[START OF GIVEN INFORMATION]

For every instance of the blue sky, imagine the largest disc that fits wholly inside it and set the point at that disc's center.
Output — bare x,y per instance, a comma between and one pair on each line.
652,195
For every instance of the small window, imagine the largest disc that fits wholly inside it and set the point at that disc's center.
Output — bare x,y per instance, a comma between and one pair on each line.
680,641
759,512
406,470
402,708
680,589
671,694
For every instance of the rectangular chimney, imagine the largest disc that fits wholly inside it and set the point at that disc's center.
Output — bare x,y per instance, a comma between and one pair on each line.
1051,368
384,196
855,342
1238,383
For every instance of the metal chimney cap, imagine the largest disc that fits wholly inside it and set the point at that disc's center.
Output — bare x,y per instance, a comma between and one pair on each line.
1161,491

[END OF GIVEN INFORMATION]

» WHAT TO PRODUCE
Please print all of the records above again, line for line, without changing a word.

» RESPONSE
For every instance of the blue sky, imagine the largest disc that fits wholly inside it and set the point at that disc's center.
Output — bare x,y per instance, a comma between and one pair on each line.
652,195
For every instance of the small window, imagine the largest disc that fits wholly inside it and set the point at that disc's center.
Output — bare x,y per instance, a comma between and one pair on each line.
680,641
759,512
406,470
402,708
680,589
671,694
For every instance of the rectangular chimney, imagine the largest disc that fits wholly inside it and set the point at that disc's center.
Output — bare x,y per instance, a comma between and one pair on each line.
1051,368
384,196
855,342
1238,383
For every instance of the metal chimney cap, imagine the largest disc that fits wholly inside it and set the point at that disc's center.
Output — bare x,y per instance, a comma between and one pair on each line.
1161,491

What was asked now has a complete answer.